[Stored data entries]
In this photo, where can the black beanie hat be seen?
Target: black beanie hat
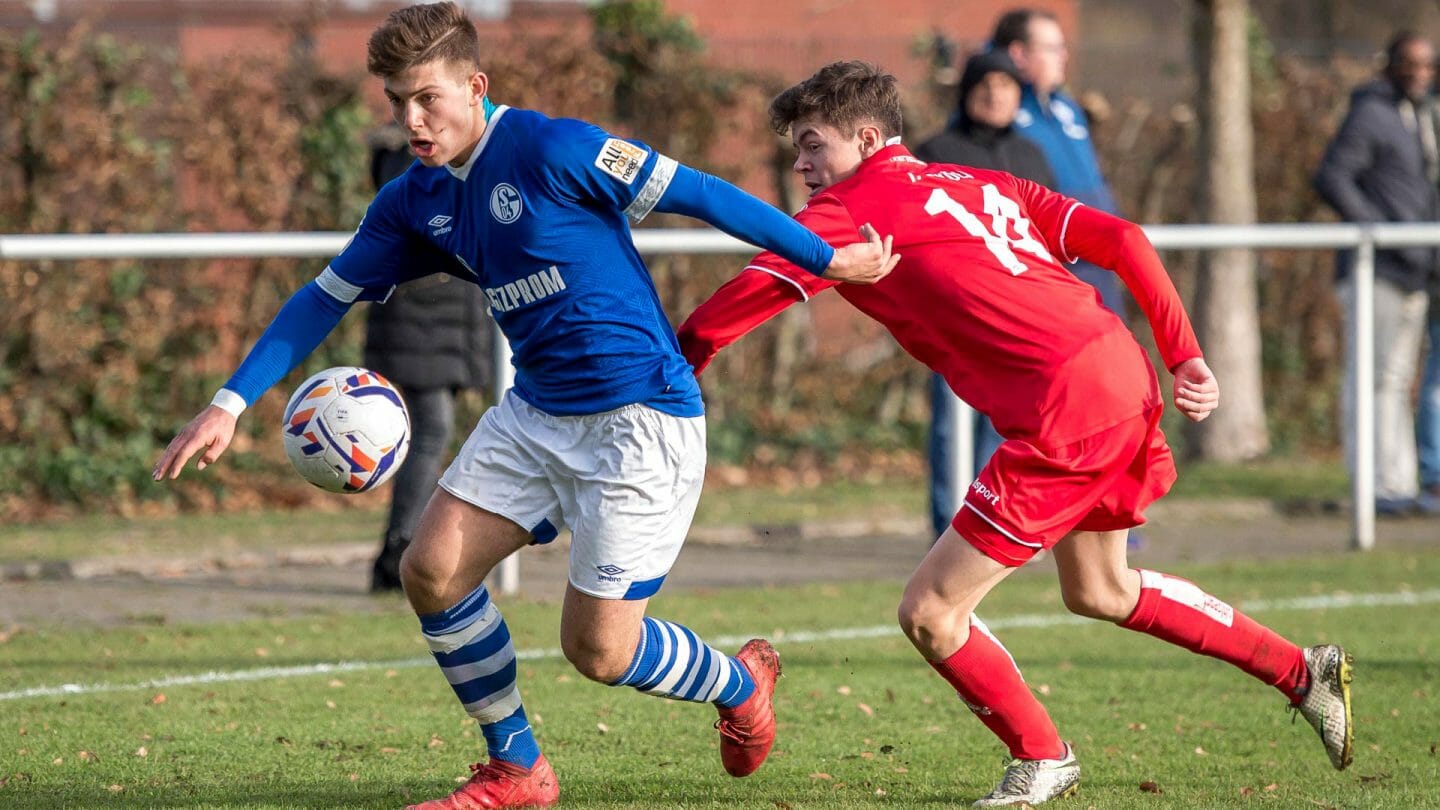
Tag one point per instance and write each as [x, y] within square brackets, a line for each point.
[982, 64]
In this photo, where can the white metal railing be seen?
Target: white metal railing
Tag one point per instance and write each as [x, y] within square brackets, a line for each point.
[1365, 238]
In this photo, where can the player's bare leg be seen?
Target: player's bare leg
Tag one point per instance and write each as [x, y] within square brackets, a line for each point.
[1098, 581]
[938, 616]
[444, 572]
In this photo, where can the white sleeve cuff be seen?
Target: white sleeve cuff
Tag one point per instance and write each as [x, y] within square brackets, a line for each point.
[231, 402]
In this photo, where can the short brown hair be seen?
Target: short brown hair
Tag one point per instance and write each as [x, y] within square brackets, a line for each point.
[418, 35]
[846, 95]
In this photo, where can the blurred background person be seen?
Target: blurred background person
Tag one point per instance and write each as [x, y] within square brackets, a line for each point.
[1427, 420]
[981, 134]
[1057, 124]
[432, 340]
[1383, 166]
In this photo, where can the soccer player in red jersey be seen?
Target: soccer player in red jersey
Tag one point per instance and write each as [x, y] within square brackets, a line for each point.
[981, 297]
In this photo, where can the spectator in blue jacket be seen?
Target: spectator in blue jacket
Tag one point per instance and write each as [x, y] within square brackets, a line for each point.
[1054, 121]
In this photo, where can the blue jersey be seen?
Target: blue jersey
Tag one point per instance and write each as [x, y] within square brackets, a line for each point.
[537, 219]
[537, 216]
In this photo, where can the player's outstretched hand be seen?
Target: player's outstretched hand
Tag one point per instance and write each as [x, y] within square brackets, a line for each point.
[863, 263]
[210, 431]
[1197, 392]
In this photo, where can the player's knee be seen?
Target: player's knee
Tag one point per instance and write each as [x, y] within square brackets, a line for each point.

- Given exercise -
Render every line of the entries above as a Markdown table with the columns No. and Text, numbering each row and skipping blank lines. Leave the pictures out of the table.

- Exercise solution -
| No. | Text |
|---|---|
| 1 | In this photo, where can the black beanie hat be seen? |
| 2 | Target: black beanie hat |
| 3 | Tag one point per instance and write each as [x, y] within square brackets, a line for each point. |
| 4 | [982, 64] |
| 5 | In this photo, where can the white metal railing be seen? |
| 6 | Target: white metal railing |
| 7 | Tag one point per instance and write each as [x, y] within square brackets, a line for each point. |
| 8 | [1365, 238] |
| 9 | In this photo, where can the player's bare leg be seen? |
| 10 | Target: player's bare leg |
| 11 | Tag one point per instance and write each as [x, y] within square brackets, a line for each point. |
| 12 | [1098, 581] |
| 13 | [938, 616] |
| 14 | [444, 572] |
| 15 | In this photo, where can the white sleeve cuff be seen? |
| 16 | Target: white sleeve cuff |
| 17 | Tag one point per instance and write each as [x, y] within square brackets, a line for each point. |
| 18 | [231, 402] |
| 19 | In this photo, where can the short brown hair be seen? |
| 20 | Target: short brown hair |
| 21 | Tag one point per instance and write each as [x, y] within square brackets, a line for each point. |
| 22 | [418, 35] |
| 23 | [846, 95] |
| 24 | In this photo, where can the blurred background person be seen? |
| 25 | Target: blurred background person |
| 26 | Tag one point per instance and write each as [x, y] within square brackets, a line for each point. |
| 27 | [1427, 420] |
| 28 | [981, 134] |
| 29 | [1057, 124] |
| 30 | [432, 340] |
| 31 | [1383, 166] |
| 32 | In this photo, where can the soccer player in red jersey be seen? |
| 33 | Target: soccer player in red jersey |
| 34 | Tag one point per instance and write each as [x, y] within square brackets, a line for each point. |
| 35 | [981, 297] |
| 36 | In this photo, where can the spectator in blue jacket be seen? |
| 37 | Target: spectator in blue jacket |
| 38 | Tag one point per instance and write each as [x, y] within square brackets, a line for each point. |
| 39 | [1054, 121] |
| 40 | In this photo, where can the blue jersey be seen? |
| 41 | Target: blue jersey |
| 42 | Tag one point per instance and write each as [x, y] within square brackets, a line for each point. |
| 43 | [537, 219] |
| 44 | [537, 216] |
| 45 | In this photo, where can the player's outstretched hand be seen? |
| 46 | Target: player's outstretched hand |
| 47 | Tag one point per instance and write each as [x, y] within square brackets, a line for each point. |
| 48 | [863, 263] |
| 49 | [210, 431] |
| 50 | [1197, 392] |
| 51 | In this photo, where can the player's knee be seen? |
| 52 | Target: player's knee |
| 53 | Tag one point per instance and write each as [x, y] within square brackets, a line for each point. |